Supplied passage
Hand-made marks allow a viewer to recreate in their mind the actions of the artist. In this way, the artist opens a portal through which a viewer can observe the artist’s perspective of the world. The history of the discipline of mark making offers a multitude of perspectives from which all artists and cultural makers can sample. Marks made without the hand illuminate processes in the world that give rise to actions. These processes become a surrogate for the hand and offer artists a new context for mark making. The Drawing and Painting Area fosters an environment of exploration and promotes a variety of approaches to art making, ranging from traditional media, such as oil paint on canvas, to experimental tactics that challenge the idea of tradition and blur boundaries between media. Moreover, the Drawing and Painting Area approaches material and conceptual explorations as inextricable and encourages students to carefully consider the implications of their decisions when making art.

Undergraduates: Students working towards a Studio Arts degree can select drawing or painting as their area of emphasis. The diverse faculty in the Drawing and Painting Area are working contemporary artists whose professional practices operate within the tradition while, at the same time, challenging the boundaries of drawing and painting.

Extracted data entries
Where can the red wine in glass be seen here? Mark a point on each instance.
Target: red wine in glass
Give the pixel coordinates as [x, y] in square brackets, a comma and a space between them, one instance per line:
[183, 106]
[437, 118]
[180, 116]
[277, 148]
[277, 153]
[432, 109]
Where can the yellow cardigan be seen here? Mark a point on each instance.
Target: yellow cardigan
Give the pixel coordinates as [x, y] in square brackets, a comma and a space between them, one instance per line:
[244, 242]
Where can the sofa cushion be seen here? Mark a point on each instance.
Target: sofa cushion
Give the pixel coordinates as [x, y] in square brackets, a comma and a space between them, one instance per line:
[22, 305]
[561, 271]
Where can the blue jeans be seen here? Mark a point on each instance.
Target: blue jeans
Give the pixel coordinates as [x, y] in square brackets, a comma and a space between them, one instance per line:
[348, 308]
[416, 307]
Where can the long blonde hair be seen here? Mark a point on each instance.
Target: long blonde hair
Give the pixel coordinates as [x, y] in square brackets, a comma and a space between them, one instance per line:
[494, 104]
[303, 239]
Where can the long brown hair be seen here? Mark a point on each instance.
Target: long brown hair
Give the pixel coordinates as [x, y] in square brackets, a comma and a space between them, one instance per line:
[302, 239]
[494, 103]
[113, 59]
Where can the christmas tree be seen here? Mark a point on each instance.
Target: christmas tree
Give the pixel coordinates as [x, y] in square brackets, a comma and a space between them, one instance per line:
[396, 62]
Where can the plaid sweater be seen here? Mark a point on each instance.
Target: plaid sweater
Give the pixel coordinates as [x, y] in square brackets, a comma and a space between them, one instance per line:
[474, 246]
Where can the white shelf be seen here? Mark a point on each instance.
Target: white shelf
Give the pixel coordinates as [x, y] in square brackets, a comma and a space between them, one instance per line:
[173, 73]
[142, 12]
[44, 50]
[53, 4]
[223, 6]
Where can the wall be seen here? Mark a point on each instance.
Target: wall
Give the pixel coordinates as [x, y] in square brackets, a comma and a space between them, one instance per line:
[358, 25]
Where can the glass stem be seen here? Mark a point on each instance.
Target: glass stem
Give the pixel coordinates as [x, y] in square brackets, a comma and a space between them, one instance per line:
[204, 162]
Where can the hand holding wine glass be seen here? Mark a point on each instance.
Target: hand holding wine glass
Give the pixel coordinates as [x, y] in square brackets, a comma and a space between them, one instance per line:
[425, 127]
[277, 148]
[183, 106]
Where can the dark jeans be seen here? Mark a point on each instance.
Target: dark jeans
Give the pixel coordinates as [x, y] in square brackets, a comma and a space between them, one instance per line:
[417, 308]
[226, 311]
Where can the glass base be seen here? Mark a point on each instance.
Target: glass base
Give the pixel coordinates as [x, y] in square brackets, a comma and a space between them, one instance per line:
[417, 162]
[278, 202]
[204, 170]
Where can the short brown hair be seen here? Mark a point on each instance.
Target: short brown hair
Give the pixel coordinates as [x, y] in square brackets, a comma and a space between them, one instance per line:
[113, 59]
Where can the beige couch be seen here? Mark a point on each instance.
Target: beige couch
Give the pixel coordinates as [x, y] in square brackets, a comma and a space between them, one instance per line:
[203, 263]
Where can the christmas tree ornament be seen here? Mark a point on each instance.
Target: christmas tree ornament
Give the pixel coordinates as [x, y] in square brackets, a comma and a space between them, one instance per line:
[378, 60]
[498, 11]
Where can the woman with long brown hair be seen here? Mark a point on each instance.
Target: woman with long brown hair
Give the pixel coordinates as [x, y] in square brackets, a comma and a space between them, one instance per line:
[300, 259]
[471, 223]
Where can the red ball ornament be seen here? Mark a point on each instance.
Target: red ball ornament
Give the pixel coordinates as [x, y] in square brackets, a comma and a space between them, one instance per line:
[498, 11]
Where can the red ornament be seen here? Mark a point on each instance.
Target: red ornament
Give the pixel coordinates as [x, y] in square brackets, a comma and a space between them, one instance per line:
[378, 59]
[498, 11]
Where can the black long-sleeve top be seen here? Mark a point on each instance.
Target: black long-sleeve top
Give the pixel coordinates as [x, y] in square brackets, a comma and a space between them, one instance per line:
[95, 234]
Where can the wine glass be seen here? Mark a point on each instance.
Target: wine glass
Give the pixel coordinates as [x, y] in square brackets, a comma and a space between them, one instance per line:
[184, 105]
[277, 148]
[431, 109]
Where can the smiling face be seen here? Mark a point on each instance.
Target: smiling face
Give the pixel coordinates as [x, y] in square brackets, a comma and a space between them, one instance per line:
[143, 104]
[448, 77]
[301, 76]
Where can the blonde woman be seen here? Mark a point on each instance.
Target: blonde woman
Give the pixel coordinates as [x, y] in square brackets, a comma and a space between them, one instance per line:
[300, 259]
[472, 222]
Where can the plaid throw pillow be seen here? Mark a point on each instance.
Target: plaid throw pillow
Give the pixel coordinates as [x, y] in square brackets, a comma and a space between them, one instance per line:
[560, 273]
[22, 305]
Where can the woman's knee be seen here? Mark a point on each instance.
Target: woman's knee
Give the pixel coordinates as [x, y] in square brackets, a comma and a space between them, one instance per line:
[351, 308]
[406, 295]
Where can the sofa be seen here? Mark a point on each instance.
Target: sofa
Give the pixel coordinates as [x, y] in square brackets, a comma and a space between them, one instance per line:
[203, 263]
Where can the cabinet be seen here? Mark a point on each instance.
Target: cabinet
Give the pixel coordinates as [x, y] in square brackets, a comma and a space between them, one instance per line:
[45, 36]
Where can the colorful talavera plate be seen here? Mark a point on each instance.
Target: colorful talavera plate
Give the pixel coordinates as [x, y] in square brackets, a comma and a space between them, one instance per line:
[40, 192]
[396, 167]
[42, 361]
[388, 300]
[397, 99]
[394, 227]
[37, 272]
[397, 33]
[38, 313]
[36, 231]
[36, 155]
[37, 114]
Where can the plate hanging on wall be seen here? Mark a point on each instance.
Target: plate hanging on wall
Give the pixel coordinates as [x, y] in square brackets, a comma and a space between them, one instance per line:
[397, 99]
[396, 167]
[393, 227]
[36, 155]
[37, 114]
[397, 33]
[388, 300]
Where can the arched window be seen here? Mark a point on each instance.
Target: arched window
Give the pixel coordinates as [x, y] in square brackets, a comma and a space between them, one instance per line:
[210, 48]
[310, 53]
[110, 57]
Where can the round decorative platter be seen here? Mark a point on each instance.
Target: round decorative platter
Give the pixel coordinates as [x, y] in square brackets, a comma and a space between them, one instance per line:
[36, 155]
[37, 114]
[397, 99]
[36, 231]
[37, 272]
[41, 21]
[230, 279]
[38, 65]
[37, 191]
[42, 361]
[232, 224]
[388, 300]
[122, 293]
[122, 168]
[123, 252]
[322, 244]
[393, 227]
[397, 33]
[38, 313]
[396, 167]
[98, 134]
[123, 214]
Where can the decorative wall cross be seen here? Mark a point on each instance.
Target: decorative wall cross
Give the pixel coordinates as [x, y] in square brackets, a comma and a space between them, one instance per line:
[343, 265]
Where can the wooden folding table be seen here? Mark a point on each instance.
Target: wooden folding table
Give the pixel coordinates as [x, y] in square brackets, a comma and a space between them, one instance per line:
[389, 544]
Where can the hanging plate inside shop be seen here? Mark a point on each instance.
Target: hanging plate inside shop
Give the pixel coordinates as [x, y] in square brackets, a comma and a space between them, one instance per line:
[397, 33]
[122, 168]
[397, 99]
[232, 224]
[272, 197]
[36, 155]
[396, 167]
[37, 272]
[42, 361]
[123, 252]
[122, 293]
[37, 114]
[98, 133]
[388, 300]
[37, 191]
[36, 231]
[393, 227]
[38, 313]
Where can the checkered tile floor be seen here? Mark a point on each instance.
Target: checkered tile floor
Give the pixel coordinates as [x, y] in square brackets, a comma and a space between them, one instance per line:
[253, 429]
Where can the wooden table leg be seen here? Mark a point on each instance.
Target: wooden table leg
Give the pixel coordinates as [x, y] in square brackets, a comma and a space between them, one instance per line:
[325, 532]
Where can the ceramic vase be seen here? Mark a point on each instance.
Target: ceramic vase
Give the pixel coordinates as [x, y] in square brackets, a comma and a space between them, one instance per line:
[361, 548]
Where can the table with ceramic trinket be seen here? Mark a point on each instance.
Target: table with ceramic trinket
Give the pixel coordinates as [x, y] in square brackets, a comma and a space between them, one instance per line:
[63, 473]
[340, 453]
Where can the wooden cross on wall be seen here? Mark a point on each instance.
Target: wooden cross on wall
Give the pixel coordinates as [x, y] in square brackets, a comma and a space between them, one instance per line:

Tasks and exercises
• A. Decide whether each statement agrees with the Drawing and Painting Area passage above, answering yes or no and quoting the words that decide it: (i) The Drawing and Painting Area limits students to traditional media such as oil paint on canvas. (ii) Students working towards a Studio Arts degree can choose drawing or painting as their area of emphasis. (iii) The faculty in the Drawing and Painting Area are working contemporary artists.
• B. Reproduce the part of the Drawing and Painting Area passage above starting with "Undergraduates: Students working" and going on through "drawing and painting.".

Task solutions
• A.
(i) No: "promotes a variety of approaches to art making, ranging from traditional media, such as oil paint on canvas, to experimental tactics that challenge the idea of tradition and blur boundaries between media"
(ii) Yes: "Students working towards a Studio Arts degree can select drawing or painting as their area of emphasis."
(iii) Yes: "The diverse faculty in the Drawing and Painting Area are working contemporary artists"

• B.
Undergraduates: Students working towards a Studio Arts degree can select drawing or painting as their area of emphasis. The diverse faculty in the Drawing and Painting Area are working contemporary artists whose professional practices operate within the tradition while, at the same time, challenging the boundaries of drawing and painting.